# Lakers sign Ed Davis to 2-year/$2 million deal



## Basel (Mar 31, 2005)

__ https://twitter.com/i/web/status/489598122512089088

__ https://twitter.com/i/web/status/489598476867866624


----------



## Basel (Mar 31, 2005)

Wow. Got him for cheap.


----------



## MojoPin (Oct 10, 2008)

Just give them the championship now.


----------



## e-monk (Sep 10, 2010)

seriously though, nice work Mitch


----------



## Diable (Apr 26, 2005)

Damn, Ed Davis is a big man in the NBA and this is the best he can do? I never saw him get much burn in Memphis or TOR, so I could not say what the reason is. He looked like he was a decent prospect at UNC tho.


----------



## Bogg (May 4, 2009)

I guess this makes up for the Jordan Hill contract. If you told me before the summer that someone would sign Hill and Davis for $10 million a year combined, I'd think their agents earned their money but that nothing was out of the ordinary. I just didn't think the distribution would be like........this......


----------



## seifer0406 (Jun 8, 2003)

Bryan Colangelo killed Ed Davis's career.


----------



## Dissonance (Jul 21, 2004)

WTF


----------



## Knick Killer (Jul 16, 2006)

Wow that's a steal of a deal. Before Toronto traded him, he showed a lot of potential. Looks like his stint in Memphis really hurt his development, hopefully he gets back on track with LA.


----------



## e-monk (Sep 10, 2010)

luckily we have a coach who is really good at developing bigs


----------



## King Sancho Fantastic (Jul 19, 2005)

Nice work Mitch!


----------



## Wilt_The_Stilt (Jun 7, 2002)

Wow. Surprised we got him for so cheap. Nice pickup.


----------



## BlakeJesus (Feb 1, 2006)

Very interesting deal for Davis to take, and a pretty solid get for the Lakers in terms of value.


----------



## King Sancho Fantastic (Jul 19, 2005)

Davis and Kobe share the same agent. Pelinka.


----------



## ceejaynj (Oct 9, 2005)

Great pick-up.


----------



## Jamel Irief (May 19, 2002)

Swaggy P signing of 2014.


----------



## R-Star (Jun 13, 2002)

What? Steal of the summer. I could see him starting for you guys.

I honestly don't understand this deal. Blows my mind.


----------



## DaRizzle (May 22, 2007)

Who the funk is Ed Davis? let me google away...


----------



## R-Star (Jun 13, 2002)

DaRizzle said:


> Who the funk is Ed Davis? let me google away...


The new starting power forward of the Lakers?


----------



## Wilmatic2 (Oct 30, 2005)

What a bargain.


----------



## onelakerfan (Nov 11, 2004)

R-Star said:


> What? Steal of the summer. I could see him starting for you guys.
> 
> I honestly don't understand this deal. Blows my mind.

# Requirements
• 1. In the Ed Davis forum thread, which agent do Davis and Kobe share?
• 2. Reproduce the part of the Ed Davis forum thread that opens with the words containing "I guess this" and closes with "Ed Davis's career.".
• 3. Pick up the Ed Davis forum thread from where it stops and keep it going.

[Image entries for named regions]
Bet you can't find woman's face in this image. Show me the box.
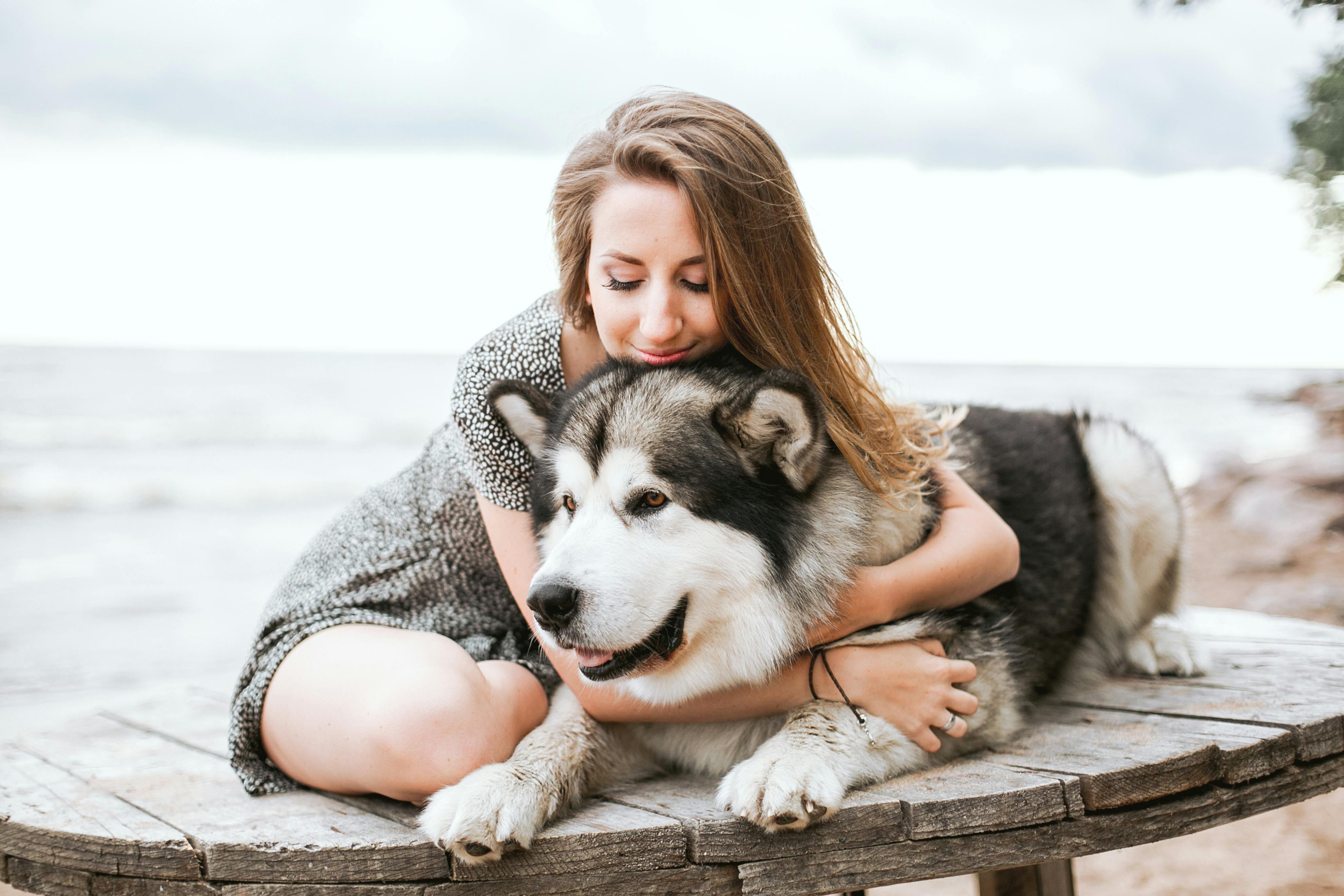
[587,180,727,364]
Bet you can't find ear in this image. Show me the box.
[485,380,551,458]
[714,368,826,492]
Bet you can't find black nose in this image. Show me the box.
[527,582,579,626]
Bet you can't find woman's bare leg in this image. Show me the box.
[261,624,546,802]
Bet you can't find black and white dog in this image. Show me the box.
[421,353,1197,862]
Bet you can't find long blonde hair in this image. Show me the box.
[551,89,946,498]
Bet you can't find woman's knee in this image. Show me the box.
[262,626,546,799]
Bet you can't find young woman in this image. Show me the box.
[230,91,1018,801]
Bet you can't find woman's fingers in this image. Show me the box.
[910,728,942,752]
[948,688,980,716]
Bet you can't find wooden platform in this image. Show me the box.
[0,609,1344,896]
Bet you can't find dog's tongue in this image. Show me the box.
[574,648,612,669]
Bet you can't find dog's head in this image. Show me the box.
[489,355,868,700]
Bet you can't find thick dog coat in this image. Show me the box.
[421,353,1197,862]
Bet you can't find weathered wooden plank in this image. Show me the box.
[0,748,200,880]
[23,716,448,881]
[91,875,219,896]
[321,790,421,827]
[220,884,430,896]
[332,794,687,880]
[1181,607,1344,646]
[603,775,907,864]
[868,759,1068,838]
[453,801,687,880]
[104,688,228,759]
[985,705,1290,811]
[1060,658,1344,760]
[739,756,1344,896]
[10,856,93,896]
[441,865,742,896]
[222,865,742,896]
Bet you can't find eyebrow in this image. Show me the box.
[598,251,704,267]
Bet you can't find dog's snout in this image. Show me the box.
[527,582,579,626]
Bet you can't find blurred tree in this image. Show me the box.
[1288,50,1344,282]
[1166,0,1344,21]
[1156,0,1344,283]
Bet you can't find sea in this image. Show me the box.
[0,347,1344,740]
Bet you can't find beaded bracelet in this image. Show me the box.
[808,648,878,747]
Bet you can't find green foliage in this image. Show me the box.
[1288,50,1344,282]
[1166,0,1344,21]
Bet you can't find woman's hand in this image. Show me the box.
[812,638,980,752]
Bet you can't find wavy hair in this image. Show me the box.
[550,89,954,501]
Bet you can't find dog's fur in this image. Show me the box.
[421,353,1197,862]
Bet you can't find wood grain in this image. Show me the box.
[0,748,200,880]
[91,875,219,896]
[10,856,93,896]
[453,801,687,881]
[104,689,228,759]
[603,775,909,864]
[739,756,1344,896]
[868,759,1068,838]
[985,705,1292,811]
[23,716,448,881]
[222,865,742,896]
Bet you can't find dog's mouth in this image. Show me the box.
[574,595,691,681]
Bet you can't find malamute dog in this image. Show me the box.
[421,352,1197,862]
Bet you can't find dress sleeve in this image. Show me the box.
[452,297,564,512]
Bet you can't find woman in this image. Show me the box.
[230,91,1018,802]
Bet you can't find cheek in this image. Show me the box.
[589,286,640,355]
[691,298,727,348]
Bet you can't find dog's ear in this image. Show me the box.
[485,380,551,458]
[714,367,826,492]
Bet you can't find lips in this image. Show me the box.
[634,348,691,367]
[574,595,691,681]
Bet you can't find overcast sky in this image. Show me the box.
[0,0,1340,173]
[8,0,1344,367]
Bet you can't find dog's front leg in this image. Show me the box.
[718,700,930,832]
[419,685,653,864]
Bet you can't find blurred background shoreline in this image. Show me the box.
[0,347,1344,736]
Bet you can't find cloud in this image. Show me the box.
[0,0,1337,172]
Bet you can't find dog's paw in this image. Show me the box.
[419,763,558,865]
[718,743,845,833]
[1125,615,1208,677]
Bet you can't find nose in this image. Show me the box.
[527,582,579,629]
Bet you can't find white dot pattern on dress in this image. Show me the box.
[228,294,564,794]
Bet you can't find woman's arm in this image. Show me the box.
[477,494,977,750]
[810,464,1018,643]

---

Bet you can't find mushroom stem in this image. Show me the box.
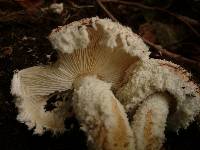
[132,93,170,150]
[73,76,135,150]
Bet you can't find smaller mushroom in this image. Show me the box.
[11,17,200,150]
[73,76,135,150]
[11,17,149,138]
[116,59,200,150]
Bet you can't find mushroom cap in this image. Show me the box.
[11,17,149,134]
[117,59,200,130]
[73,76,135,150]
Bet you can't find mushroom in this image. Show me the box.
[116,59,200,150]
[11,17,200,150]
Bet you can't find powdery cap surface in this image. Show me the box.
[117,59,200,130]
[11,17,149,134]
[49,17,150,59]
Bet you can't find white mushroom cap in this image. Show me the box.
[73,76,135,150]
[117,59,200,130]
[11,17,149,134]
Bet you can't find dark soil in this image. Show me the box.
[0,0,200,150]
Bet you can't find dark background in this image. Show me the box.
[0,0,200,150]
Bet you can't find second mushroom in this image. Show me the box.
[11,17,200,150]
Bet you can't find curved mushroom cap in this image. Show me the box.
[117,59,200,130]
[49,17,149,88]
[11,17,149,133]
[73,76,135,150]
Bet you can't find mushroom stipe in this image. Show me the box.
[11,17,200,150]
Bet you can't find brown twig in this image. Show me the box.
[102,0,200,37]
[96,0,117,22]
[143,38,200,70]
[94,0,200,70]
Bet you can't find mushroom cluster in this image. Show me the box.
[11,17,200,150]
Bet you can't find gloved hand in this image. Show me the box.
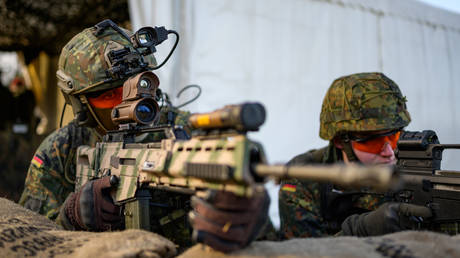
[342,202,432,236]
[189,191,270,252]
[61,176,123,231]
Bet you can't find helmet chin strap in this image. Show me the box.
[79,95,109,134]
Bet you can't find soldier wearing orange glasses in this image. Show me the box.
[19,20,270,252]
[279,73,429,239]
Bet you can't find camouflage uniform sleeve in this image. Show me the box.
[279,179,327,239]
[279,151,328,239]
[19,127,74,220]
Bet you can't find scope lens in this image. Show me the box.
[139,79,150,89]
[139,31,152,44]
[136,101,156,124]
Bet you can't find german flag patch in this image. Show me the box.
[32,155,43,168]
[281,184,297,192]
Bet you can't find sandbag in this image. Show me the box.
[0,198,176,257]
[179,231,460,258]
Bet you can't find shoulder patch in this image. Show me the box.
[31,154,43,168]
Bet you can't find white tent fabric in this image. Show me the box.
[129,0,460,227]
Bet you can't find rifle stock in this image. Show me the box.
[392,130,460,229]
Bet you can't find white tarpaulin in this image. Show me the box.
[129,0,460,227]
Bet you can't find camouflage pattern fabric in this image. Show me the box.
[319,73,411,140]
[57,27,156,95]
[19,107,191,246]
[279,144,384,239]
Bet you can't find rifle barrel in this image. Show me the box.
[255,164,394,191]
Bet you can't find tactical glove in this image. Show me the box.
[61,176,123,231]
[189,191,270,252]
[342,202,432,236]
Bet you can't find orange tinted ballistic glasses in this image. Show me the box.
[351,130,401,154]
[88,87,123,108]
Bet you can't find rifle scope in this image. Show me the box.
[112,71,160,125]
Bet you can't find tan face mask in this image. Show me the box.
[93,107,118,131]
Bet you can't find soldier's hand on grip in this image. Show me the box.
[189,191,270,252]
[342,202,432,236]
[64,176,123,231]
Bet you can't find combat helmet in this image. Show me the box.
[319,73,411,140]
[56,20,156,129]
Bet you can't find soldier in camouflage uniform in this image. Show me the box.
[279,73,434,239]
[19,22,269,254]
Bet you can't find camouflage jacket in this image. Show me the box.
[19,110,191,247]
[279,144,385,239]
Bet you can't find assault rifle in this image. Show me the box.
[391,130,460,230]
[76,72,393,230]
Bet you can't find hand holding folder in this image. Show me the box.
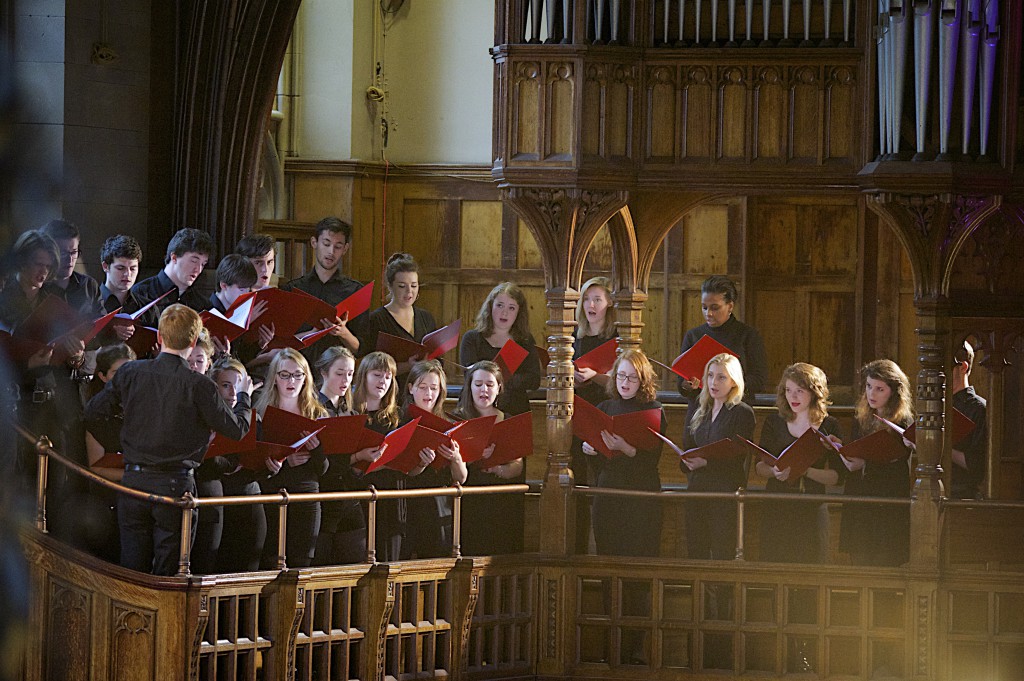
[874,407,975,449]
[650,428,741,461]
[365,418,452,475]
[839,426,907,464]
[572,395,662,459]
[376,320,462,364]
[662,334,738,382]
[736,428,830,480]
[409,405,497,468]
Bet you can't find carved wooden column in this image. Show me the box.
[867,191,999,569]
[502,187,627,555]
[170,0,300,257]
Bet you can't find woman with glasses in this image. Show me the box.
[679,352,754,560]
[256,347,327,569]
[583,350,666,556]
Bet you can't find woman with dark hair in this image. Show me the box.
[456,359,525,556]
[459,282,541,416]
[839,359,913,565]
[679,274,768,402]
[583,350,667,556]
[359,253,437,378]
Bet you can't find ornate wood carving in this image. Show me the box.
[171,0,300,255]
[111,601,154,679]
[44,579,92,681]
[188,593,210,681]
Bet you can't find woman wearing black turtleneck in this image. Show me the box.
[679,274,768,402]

# Responses by task
• 1. Pelinka

• 2.
I guess this makes up for the Jordan Hill contract. If you told me before the summer that someone would sign Hill and Davis for $10 million a year combined, I'd think their agents earned their money but that nothing was out of the ordinary. I just didn't think the distribution would be like........this......


----------



## seifer0406 (Jun 8, 2003)

Bryan Colangelo killed Ed Davis's career.

• 3.
Sorry and sad to say this, but who the hell cares what you think. You are a troll, you are not a Lakers fan but you hang around Lakers board like a psycho ex girlfriend because there is no one that will listen to your miserable opinion at the pacers board. You never say anything nice and you try to be sarcastic, but in reality you sarcasm is elementry and not funny at all. You are a miserable angry little man with issues. Go away. I am sick and tired of you adding useless comments.


----------



## PauloCatarino (May 31, 2003)

Not familiar with the dude, but at that price it's well worth the gamble. Even more if he can play - like it appears - the C position also.

I guess the big man rotation is pretty much set (Randle/Kelly/Hill/Sacre/Davis) ans now it's time to pay attention to the wings, where the Lakers are paper-thin.


----------



## PauloCatarino (May 31, 2003)

> *Everything Lakers Fans Need to Know About New Signee Ed Davis*
> 
> n a vacuum, Davis is a terrific get. He's a long, rangy big who possesses quickness that doesn't belong in a 6'11" frame. The lefty moves extremely well, and though he doesn't have a highly polished post arsenal, his touch and tough-to-time delivery makes him effective around the rim.
> 
> ...


http://www.chatsports.com/los-angeles-lakers/a/Everything-Lakers-Fans-Need-to-Know-About-New-Signee-Ed-Davis-1-10101945


----------



## Smath (Nov 29, 2010)

Randle/Davis/Hill is a solid front court!

Davis is a great fit near Randle too.


----------



## Smath (Nov 29, 2010)

ummm with those 3 at front court + Kobe and Young on the wings with Nash at PG, I think all the Lakers need now is a solid good backup PG and a good defensive wing, then we have a solid team.

Imagine the Lakers signed Lance or Deng , would be a very solid lineup.


----------



## Porn Player (Apr 24, 2003)

Happy to see 'speshal Ed' land in a good spot for him. 

He showed some real defensive promise in Toronto and with starter minutes, I could see the Lakers getting close to a double-double type of return. 

This is an absolute bargain deal, he must have really wanted LA.


----------



## Marcus13 (Jul 17, 2002)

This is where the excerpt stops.